§ What this task involves
Locate every line in the records below that contains the string "floor", and copy each of those lines. Treat uppercase and lowercase letters as different.

§ Records shown
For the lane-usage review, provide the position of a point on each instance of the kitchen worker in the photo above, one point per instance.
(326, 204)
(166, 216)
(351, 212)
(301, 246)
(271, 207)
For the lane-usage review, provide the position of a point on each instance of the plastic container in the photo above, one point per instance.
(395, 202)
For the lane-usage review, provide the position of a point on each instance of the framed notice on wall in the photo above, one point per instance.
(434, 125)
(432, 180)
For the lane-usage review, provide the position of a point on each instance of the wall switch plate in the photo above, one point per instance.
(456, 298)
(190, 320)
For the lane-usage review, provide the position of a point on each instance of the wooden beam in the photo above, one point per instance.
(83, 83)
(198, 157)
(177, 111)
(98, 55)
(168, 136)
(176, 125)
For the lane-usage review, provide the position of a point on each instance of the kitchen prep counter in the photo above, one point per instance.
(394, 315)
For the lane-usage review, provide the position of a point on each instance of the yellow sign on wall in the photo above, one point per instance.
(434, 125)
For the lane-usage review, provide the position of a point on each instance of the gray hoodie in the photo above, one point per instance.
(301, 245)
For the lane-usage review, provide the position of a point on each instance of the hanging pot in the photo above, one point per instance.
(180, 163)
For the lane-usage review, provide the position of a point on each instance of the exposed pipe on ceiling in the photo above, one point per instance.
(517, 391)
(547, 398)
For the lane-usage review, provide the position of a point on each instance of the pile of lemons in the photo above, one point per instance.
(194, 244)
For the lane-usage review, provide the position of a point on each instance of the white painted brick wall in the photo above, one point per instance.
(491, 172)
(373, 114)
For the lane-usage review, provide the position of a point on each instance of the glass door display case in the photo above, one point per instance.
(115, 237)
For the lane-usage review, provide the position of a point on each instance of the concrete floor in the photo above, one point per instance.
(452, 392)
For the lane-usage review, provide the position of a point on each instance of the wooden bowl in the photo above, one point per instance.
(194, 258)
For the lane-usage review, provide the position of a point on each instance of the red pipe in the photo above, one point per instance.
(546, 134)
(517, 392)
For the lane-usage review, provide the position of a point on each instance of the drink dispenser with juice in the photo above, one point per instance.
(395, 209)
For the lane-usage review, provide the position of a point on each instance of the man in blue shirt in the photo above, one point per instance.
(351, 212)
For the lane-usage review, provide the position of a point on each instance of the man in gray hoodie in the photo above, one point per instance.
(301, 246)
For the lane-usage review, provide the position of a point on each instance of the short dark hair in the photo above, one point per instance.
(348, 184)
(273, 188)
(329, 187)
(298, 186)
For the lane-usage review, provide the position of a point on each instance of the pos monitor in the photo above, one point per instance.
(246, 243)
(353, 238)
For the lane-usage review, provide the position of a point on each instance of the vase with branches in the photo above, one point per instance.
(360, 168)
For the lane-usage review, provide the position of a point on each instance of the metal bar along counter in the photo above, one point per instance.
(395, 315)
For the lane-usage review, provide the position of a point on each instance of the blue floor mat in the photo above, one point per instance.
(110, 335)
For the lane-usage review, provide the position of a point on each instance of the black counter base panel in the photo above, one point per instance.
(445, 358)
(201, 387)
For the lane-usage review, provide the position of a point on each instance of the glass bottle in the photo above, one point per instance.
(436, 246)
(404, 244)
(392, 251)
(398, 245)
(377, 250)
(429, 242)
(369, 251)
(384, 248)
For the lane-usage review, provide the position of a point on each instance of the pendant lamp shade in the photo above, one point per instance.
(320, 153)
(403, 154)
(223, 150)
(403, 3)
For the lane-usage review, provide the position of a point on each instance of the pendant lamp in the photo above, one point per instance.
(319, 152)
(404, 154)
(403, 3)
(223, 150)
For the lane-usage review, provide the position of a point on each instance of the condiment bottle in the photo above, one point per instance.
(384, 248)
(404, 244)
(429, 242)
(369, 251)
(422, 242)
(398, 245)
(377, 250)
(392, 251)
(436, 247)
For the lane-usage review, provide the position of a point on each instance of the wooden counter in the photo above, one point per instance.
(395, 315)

* * *

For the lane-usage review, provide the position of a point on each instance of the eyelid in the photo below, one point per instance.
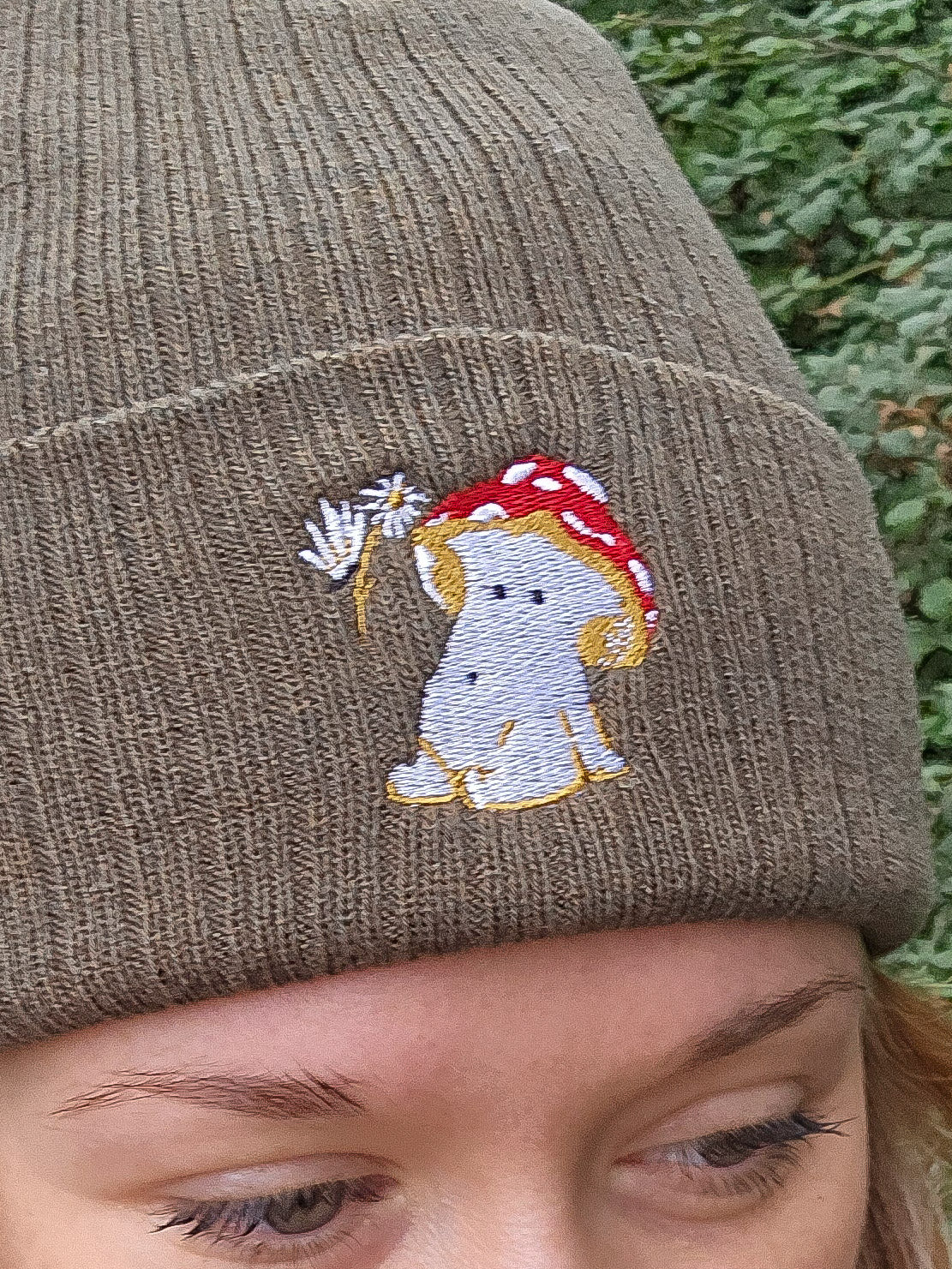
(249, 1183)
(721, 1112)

==

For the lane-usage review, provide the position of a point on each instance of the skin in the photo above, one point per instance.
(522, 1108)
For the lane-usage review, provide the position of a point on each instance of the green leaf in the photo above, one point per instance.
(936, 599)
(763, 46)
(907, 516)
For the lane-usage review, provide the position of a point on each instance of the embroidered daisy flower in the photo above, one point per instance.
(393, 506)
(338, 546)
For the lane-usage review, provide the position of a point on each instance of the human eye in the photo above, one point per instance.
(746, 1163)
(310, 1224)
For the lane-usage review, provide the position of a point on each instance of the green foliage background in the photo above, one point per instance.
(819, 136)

§ The answer
For the lane-usage review, provide the position of a point on each instance of the concrete floor in the photo above, one point per instance.
For the lane-usage review, provide the position of a point on each instance of the blue floor mat in the photo above, one point per instance.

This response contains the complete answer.